Azioni richieste:
(a) Ricopia dal brano sulla gaffe di Berlusconi la parte che comincia con le parole "## admin (8" e si chiude dopo "cremone (8 Maggio 2016)".
(b) Stabilisci se queste affermazioni concordano con il brano sulla gaffe di Berlusconi, rispondendo sì o no a ciascuna e citando alla lettera le parole del brano che lo decidono: (i) Berlusconi ha detto di aver scelto Bertolaso; (ii) Berlusconi ha letto il biglietto dello staff solo a trasmissione finita; (iii) secondo il biglietto letto da Berlusconi, la persona giusta è Bertolaso.

Brano citato:
****************
# Berlusconi ormai fuori di testa. Pazzesca gaffe su Marchini. Video.



## admin (8 Maggio 2016)

Incredibile, pazzesca ed incommentabile gaffe di Silvio Berlusconi sulle elezioni politiche romane. Il leader del PDL, commentando i candidati alla carica di sindaco (e probabilmente non ricordandosi del recente appoggio a Marchini NDR) se ne è uscito così:"Avevo scelto Bertolaso, che è un uomo del fare. Tutti gli altri sono blablabla". 

Poi, lo staff, gli ha recapitato un biglietto che Berlusconi ha letto in diretta:"Ah, devo dire che Marchini è la persona giusta". 

Video QUI -) video.repubblica.it/dossier/amministrative-2016-elezioni-roma-milano-bologna-torino-napoli/roma-il-pizzino-dello-staff-a-berlusconi-devo-dire-che-marchini-e-la-persona-giusta/238667/238530?ref=fbpr


----------



## cremone (8 Maggio 2016)
****************
Dati registrati:

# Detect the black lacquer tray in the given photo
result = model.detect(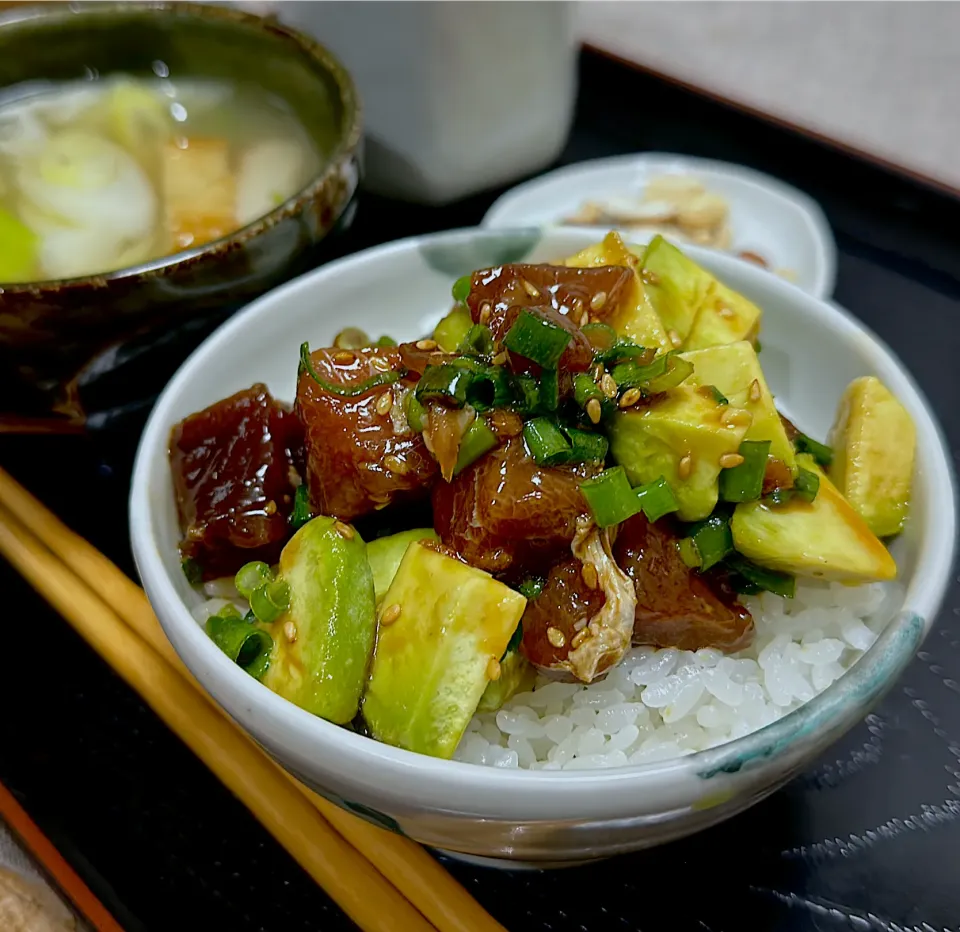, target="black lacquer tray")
****************
Risultati dei compiti:
(a)
## admin (8 Maggio 2016)

Incredibile, pazzesca ed incommentabile gaffe di Silvio Berlusconi sulle elezioni politiche romane. Il leader del PDL, commentando i candidati alla carica di sindaco (e probabilmente non ricordandosi del recente appoggio a Marchini NDR) se ne è uscito così:"Avevo scelto Bertolaso, che è un uomo del fare. Tutti gli altri sono blablabla". 

Poi, lo staff, gli ha recapitato un biglietto che Berlusconi ha letto in diretta:"Ah, devo dire che Marchini è la persona giusta". 

Video QUI -) video.repubblica.it/dossier/amministrative-2016-elezioni-roma-milano-bologna-torino-napoli/roma-il-pizzino-dello-staff-a-berlusconi-devo-dire-che-marchini-e-la-persona-giusta/238667/238530?ref=fbpr


----------



## cremone (8 Maggio 2016)

(b)
(i) Sì: "Avevo scelto Bertolaso, che è un uomo del fare."
(ii) No: "Poi, lo staff, gli ha recapitato un biglietto che Berlusconi ha letto in diretta"
(iii) No: "Ah, devo dire che Marchini è la persona giusta"